Record excerpts:
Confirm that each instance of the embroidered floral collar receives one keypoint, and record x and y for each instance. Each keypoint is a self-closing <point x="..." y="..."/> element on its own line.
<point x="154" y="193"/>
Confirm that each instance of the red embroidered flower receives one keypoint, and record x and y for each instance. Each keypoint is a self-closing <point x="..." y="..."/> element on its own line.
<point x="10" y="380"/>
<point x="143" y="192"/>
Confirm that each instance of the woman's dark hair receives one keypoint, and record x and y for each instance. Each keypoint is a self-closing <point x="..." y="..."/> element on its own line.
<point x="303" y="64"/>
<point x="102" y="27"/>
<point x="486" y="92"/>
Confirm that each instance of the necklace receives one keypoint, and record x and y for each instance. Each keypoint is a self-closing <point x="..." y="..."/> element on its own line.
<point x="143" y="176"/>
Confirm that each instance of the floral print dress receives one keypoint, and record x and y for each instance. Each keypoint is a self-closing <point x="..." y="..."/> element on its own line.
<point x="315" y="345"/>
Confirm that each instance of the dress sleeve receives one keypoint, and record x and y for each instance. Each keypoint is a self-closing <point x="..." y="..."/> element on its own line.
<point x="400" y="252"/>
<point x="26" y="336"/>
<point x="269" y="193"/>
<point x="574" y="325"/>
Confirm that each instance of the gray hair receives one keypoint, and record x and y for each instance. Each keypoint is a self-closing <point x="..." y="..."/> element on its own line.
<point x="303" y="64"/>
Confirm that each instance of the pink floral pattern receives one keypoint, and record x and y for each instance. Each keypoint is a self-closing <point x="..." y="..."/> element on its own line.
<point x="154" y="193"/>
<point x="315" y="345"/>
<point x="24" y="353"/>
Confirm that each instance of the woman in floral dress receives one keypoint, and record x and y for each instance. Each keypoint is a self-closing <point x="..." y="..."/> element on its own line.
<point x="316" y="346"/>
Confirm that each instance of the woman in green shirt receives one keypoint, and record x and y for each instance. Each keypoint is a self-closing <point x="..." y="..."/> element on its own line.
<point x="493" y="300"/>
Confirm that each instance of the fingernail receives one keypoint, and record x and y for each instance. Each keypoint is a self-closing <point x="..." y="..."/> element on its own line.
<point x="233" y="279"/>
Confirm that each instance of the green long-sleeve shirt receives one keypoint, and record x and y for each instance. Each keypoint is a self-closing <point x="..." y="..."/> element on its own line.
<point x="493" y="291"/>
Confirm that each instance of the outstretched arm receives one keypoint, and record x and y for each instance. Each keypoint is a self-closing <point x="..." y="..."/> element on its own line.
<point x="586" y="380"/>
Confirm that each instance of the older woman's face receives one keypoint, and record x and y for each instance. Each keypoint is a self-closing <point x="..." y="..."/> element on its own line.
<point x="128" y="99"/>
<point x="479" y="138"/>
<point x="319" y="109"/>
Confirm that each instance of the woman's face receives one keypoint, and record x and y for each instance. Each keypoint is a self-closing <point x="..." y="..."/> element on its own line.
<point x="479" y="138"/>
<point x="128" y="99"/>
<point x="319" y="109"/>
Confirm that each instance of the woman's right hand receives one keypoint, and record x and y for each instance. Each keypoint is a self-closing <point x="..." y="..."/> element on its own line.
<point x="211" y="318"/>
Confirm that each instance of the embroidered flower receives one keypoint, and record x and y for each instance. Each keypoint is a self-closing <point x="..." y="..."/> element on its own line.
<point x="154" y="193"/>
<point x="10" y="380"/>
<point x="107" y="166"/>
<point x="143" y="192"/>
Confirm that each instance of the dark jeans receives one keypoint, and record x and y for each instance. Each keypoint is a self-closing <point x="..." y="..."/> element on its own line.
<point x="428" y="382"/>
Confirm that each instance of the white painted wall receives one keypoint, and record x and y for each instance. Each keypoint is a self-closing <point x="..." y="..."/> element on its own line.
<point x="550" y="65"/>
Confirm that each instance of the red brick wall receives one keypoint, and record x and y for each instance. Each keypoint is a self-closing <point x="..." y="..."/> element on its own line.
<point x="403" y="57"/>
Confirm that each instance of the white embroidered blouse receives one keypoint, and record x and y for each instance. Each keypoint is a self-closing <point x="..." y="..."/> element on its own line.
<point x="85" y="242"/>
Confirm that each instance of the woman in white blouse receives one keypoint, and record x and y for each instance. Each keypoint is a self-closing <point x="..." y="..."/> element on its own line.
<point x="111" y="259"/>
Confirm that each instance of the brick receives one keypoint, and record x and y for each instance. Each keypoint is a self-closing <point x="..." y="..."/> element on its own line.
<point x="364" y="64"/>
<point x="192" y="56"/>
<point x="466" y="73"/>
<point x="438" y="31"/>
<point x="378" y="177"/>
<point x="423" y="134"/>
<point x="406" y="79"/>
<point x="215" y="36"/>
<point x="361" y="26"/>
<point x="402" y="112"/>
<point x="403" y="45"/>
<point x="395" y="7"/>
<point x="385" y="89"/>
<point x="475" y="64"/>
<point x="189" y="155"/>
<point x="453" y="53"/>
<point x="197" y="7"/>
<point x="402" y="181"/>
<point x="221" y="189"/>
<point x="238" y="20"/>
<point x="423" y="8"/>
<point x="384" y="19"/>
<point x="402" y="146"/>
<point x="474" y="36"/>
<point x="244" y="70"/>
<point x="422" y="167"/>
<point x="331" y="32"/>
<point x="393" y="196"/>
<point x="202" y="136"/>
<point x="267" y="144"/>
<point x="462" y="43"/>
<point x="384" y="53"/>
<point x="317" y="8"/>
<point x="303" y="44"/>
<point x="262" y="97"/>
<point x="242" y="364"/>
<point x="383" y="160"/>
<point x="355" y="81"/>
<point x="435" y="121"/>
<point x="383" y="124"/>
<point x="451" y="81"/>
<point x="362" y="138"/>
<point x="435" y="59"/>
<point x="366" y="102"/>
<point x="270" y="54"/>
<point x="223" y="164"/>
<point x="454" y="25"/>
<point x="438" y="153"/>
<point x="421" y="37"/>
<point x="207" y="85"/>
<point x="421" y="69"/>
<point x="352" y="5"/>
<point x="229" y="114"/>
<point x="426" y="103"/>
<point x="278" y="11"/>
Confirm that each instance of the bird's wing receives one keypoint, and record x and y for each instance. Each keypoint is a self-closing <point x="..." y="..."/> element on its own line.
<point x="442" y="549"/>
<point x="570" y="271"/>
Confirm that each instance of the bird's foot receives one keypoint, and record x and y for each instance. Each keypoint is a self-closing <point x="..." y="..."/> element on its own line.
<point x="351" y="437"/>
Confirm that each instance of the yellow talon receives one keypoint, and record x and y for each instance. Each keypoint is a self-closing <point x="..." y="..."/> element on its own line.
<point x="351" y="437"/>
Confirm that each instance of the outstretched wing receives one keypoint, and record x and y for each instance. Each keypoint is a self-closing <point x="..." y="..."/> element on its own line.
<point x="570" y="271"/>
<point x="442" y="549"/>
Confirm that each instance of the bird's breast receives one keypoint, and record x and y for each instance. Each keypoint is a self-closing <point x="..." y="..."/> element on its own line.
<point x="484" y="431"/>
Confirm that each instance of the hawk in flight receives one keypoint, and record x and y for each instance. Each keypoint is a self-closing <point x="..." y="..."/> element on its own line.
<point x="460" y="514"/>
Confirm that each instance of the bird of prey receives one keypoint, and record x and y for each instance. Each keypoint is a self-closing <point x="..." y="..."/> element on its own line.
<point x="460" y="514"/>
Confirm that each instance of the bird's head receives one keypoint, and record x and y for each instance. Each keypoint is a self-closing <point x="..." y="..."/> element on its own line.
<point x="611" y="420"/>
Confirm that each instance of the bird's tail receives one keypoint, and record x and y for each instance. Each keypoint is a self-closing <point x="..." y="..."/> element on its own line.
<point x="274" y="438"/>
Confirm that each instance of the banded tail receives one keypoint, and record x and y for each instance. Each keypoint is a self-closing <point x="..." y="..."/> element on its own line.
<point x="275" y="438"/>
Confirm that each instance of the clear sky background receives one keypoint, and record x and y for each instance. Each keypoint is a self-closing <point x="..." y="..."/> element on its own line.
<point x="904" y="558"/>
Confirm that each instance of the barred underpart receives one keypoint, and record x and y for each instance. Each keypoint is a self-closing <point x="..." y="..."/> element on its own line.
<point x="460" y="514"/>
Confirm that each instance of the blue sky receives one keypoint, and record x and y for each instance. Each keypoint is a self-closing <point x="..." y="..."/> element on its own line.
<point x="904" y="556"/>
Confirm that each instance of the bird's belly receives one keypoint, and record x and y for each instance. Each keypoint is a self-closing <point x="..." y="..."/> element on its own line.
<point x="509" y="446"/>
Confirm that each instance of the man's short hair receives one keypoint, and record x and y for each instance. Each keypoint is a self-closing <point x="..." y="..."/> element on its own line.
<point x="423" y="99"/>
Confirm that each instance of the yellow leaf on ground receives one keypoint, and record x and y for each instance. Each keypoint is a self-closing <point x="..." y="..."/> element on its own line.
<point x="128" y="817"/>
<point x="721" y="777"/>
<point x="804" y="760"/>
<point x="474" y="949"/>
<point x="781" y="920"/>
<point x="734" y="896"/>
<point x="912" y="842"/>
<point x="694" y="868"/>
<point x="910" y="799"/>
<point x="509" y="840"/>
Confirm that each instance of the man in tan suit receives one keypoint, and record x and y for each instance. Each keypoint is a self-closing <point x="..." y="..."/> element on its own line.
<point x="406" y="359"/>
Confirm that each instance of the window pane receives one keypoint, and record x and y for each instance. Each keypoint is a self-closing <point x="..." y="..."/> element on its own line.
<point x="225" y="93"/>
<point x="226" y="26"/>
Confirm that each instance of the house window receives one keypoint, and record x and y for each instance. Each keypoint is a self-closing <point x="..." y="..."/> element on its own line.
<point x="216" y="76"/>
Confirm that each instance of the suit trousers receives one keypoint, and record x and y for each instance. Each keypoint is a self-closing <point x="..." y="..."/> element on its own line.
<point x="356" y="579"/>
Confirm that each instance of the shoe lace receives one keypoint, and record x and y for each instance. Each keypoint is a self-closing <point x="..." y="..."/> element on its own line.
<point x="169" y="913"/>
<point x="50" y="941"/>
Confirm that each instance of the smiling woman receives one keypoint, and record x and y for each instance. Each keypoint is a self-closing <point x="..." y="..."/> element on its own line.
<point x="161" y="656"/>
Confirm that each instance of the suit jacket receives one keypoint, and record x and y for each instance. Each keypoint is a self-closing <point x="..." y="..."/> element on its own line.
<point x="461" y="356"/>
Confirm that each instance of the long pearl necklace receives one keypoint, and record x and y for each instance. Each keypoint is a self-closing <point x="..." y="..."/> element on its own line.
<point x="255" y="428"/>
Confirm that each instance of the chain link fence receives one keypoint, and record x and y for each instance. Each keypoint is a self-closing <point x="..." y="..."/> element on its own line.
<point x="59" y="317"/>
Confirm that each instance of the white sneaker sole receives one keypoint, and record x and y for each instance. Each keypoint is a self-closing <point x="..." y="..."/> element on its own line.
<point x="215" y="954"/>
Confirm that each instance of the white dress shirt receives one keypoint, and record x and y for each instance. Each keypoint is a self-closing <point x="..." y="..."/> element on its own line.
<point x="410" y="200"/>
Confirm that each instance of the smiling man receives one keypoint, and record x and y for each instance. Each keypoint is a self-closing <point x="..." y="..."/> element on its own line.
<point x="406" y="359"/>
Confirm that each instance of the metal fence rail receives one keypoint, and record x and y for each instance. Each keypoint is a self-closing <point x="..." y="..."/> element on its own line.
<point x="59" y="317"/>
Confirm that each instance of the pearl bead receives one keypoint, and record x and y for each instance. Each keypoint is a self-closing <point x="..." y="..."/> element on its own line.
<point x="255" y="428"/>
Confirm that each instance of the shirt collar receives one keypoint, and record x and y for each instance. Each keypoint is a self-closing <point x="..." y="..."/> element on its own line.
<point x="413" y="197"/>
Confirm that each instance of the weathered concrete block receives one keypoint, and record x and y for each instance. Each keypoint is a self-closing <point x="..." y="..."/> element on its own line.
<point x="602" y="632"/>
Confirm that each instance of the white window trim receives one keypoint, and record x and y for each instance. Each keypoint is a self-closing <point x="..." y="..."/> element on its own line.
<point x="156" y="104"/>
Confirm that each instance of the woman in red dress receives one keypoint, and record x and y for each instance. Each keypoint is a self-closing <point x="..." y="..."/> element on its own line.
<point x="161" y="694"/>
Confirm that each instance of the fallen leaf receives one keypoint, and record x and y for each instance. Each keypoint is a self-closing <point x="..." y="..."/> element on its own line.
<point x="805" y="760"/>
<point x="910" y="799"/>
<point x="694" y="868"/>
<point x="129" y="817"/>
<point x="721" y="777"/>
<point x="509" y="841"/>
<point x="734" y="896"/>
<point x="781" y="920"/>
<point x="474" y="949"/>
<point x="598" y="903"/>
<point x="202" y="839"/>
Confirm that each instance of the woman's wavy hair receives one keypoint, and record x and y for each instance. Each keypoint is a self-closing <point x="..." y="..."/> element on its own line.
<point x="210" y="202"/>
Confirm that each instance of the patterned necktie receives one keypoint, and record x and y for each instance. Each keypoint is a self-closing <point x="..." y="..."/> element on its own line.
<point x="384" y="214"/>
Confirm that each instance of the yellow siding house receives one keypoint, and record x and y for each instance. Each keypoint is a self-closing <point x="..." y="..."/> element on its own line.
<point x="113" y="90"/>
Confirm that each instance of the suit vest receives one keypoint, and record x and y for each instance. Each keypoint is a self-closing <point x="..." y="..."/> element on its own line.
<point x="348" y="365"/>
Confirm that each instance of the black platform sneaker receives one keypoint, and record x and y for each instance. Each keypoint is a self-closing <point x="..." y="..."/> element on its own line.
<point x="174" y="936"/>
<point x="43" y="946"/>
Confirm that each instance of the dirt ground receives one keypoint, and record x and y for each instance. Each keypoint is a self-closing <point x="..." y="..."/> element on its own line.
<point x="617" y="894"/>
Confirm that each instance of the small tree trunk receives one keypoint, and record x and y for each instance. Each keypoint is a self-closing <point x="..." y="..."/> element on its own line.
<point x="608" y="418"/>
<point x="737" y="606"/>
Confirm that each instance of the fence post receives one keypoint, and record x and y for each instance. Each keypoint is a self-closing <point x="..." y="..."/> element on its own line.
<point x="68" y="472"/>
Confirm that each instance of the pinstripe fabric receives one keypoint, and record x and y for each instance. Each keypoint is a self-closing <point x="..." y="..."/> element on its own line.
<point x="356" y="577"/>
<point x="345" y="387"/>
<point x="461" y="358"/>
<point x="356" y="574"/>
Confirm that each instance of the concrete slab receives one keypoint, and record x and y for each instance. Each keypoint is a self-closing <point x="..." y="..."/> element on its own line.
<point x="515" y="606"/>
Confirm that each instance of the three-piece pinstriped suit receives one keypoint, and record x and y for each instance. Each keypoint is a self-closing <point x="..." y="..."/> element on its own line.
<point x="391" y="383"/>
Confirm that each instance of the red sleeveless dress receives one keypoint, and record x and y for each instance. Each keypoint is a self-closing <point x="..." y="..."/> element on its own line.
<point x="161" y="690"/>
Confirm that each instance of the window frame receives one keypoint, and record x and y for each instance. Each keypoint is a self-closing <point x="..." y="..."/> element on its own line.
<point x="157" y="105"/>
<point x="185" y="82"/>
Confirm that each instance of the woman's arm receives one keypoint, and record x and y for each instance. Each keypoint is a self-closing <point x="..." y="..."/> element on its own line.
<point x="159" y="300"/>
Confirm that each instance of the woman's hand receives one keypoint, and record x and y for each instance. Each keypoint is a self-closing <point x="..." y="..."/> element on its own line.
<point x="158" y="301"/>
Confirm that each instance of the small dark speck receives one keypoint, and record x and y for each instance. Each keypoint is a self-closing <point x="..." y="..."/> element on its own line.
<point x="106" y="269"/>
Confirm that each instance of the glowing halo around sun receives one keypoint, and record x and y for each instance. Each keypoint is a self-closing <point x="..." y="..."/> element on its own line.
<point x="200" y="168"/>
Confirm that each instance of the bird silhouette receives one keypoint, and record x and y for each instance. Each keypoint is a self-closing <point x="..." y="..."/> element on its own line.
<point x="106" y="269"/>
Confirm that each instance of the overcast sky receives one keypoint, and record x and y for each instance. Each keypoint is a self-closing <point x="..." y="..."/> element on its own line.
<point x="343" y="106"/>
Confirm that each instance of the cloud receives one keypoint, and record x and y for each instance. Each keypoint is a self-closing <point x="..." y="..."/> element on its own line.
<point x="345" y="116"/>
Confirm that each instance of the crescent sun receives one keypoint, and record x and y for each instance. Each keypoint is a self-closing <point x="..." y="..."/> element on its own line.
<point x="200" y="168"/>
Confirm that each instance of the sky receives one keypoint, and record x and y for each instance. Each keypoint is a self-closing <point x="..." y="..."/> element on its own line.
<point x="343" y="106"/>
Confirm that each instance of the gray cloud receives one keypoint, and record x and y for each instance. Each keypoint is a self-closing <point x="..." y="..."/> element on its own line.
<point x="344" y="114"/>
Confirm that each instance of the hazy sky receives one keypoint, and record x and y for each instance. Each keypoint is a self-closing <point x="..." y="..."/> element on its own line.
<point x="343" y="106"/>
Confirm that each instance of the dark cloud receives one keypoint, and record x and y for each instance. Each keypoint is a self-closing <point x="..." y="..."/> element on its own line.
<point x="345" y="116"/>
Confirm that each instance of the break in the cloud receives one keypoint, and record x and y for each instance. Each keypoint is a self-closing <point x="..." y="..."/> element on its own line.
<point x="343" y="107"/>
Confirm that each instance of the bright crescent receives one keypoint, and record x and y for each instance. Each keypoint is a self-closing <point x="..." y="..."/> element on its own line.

Assignment: In the material above, find the line with "Confirm that each instance of the dark cloud"; then retype it and every line after it through the last, exactly as written.

The completed task:
Confirm that each instance of the dark cloud receives one keypoint, and record x and y for each instance. Each keypoint is a self-closing <point x="..." y="..."/> element on its own line.
<point x="345" y="116"/>
Confirm that each instance of the break in the cloud receives one keypoint, and record x and y for each instance. Each keypoint is a self-closing <point x="..." y="..."/> element on its own line.
<point x="343" y="107"/>
Confirm that each instance of the bright crescent receives one keypoint, and record x and y for each instance. Each keypoint is a self-closing <point x="..." y="..."/> element on its own line.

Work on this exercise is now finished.